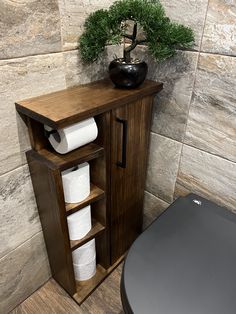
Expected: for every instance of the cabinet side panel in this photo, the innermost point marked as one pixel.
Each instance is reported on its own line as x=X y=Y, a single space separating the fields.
x=50 y=201
x=127 y=184
x=100 y=176
x=36 y=134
========
Set task —
Could you print all of the material above again word for word, leaving the pictures out?

Solution —
Expected: for every instance of the cabinet side panel in this photo, the innermost point marked as one pixel.
Each instance is reported on its own line as x=X y=Y, a single space separating the fields.
x=50 y=201
x=127 y=184
x=100 y=176
x=36 y=134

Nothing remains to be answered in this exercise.